-- INPUT FOR THIS TASK start --
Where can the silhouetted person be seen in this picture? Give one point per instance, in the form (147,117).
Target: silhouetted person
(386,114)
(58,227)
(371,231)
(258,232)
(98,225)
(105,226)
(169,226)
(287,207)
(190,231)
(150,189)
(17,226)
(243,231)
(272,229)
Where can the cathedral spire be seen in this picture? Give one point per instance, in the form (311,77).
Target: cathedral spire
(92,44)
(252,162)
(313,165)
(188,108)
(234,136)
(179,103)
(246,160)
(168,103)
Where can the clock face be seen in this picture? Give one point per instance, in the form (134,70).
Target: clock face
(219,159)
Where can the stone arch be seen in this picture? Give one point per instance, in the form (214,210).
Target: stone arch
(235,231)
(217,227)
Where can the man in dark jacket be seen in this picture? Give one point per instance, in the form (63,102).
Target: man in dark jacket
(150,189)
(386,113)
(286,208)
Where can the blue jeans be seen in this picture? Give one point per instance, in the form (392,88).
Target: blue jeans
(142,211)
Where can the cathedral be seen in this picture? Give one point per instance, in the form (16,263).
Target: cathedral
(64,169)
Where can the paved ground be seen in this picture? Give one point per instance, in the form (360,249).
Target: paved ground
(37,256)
-- INPUT FOR THIS TASK end --
-- INPUT FOR THIS TASK start --
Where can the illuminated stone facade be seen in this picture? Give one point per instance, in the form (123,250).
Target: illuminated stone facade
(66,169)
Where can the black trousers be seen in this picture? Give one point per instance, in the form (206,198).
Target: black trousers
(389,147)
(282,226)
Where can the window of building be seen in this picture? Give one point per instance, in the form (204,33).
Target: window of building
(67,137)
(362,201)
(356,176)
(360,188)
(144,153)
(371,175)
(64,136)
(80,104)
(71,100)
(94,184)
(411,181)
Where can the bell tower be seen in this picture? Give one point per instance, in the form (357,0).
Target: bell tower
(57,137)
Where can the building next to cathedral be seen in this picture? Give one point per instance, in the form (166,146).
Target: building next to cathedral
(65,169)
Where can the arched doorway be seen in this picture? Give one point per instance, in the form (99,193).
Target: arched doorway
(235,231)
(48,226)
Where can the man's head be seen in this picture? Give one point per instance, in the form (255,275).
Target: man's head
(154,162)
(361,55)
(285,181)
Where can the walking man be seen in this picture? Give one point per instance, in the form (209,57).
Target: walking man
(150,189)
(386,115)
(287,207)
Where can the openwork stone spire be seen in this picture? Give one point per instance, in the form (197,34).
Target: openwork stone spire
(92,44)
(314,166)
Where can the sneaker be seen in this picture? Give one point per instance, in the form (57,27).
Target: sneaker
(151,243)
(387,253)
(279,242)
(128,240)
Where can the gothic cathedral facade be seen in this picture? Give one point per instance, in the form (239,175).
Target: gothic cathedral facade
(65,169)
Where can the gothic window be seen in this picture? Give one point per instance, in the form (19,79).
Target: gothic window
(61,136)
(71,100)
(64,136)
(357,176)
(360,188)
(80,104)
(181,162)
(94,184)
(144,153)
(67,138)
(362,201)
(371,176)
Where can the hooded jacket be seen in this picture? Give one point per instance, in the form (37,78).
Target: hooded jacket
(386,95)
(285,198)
-- INPUT FOR THIS TASK end --
JOB:
Pick out and copy every line of the material that contains the word "person".

CORRECT ANSWER:
Where can the silhouetted person be seen in this picture? Give one point per instance, in the form (147,117).
Target: silhouetted person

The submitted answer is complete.